Directive:
Return every entry exactly as written.

Collected data entries:

===============

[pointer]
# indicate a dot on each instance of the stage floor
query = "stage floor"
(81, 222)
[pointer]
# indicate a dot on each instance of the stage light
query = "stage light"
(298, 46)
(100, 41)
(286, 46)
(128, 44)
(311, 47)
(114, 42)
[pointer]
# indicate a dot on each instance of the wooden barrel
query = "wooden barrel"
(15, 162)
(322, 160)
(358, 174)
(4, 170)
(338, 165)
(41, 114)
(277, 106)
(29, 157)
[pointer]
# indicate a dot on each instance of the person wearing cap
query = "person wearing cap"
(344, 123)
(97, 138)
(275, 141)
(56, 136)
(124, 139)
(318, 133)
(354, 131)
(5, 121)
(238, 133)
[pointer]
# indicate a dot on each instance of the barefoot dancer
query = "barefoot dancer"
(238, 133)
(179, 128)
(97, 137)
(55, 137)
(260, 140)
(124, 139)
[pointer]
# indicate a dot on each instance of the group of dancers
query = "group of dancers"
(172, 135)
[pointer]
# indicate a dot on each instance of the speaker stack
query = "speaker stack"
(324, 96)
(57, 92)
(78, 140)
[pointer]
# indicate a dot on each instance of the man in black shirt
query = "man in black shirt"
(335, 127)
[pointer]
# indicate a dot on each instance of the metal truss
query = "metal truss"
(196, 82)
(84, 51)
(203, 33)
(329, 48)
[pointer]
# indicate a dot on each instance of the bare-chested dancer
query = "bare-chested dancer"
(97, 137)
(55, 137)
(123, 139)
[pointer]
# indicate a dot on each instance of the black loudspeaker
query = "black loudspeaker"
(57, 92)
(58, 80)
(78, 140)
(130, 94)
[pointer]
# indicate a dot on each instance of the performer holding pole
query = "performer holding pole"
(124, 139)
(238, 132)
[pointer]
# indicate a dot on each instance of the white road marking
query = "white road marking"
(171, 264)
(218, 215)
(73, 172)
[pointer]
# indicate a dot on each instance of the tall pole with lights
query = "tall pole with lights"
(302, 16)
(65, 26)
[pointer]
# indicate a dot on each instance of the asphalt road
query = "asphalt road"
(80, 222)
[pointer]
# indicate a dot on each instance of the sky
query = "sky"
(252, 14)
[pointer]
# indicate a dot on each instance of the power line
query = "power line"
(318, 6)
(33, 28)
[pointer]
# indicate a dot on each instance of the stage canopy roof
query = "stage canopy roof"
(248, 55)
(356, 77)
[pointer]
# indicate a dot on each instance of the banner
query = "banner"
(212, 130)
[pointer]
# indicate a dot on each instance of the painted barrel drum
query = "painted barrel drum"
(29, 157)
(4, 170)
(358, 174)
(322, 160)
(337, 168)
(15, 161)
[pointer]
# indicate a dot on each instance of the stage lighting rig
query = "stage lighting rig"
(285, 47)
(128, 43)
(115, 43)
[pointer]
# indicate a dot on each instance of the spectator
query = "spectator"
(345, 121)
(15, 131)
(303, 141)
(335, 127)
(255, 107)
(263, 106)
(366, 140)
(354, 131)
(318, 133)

===============

Written solution:
[pointer]
# indicate a dot on each instance of the stage floor
query = "stage floor"
(81, 222)
[pointer]
# indicate a dot on each instance of the stage light
query = "stage light"
(298, 46)
(100, 41)
(286, 46)
(128, 44)
(311, 47)
(114, 42)
[pointer]
# indicate a dot on each instance of the wooden barrel
query = "wooden barrel"
(15, 162)
(322, 160)
(358, 174)
(4, 170)
(338, 165)
(41, 114)
(277, 106)
(29, 157)
[pointer]
# indicate a dot on each instance of the person wearing cap
query = "person wearing cap"
(344, 123)
(97, 138)
(275, 141)
(56, 136)
(124, 139)
(318, 133)
(354, 131)
(5, 121)
(238, 133)
[pointer]
# indicate a dot on each instance of the barefoot dancer
query = "barefoot dancer"
(238, 133)
(179, 128)
(97, 137)
(55, 137)
(260, 140)
(124, 139)
[pointer]
# indicate a dot on each instance of the group of dancers
query = "group of dancers"
(172, 135)
[pointer]
# indicate a dot on each instance of the speaker stack
query = "speaker stack"
(324, 96)
(57, 92)
(78, 140)
[pointer]
# indicate a dot on each instance of the man in black shirt
query = "man in black shirt"
(335, 127)
[pointer]
# indicate a dot on each instance of the metal truss
query = "metal truss"
(196, 82)
(84, 51)
(203, 33)
(329, 48)
[pointer]
# indicate a dot on each instance of the bare-chested dancer
query = "bare-chested dancer"
(97, 137)
(55, 137)
(123, 139)
[pointer]
# indicate a dot on each instance of the black loudspeaker
query = "black loudspeaker"
(57, 92)
(58, 80)
(78, 140)
(130, 94)
[pointer]
# indicate a dot on each instance of the performer holding pole
query = "performer holding pole"
(124, 139)
(238, 132)
[pointer]
# indicate a dot on each instance of the white road marking
query = "white road marking"
(171, 264)
(218, 215)
(73, 172)
[pointer]
# indicate a dot on each instance of the tall pole with lights
query = "tall pole with lights"
(302, 16)
(65, 26)
[pointer]
# indicate a dot on each instance of the asphalt road
query = "asphalt road"
(80, 222)
[pointer]
# indicate a dot on each instance of the sky
query = "sky"
(252, 14)
[pointer]
# indicate a dot on each instance of the power line
query = "power line"
(318, 6)
(33, 28)
[pointer]
# indicate a dot on each instance of the stage canopy roof
query = "stage canopy roof"
(248, 55)
(356, 77)
[pointer]
# indicate a dot on each instance of the banner
query = "banner"
(212, 130)
[pointer]
# indicate a dot on each instance of the painted barrel drum
query = "painted barrel drum"
(29, 157)
(4, 170)
(358, 174)
(322, 160)
(337, 168)
(15, 161)
[pointer]
# indicate a dot on each instance of the stage lighting rig
query = "stage lighting rig"
(285, 47)
(128, 43)
(115, 43)
[pointer]
# indicate a dot on each instance of the spectator
query = "spectator"
(345, 121)
(15, 131)
(303, 141)
(335, 127)
(255, 107)
(263, 106)
(366, 140)
(354, 131)
(318, 133)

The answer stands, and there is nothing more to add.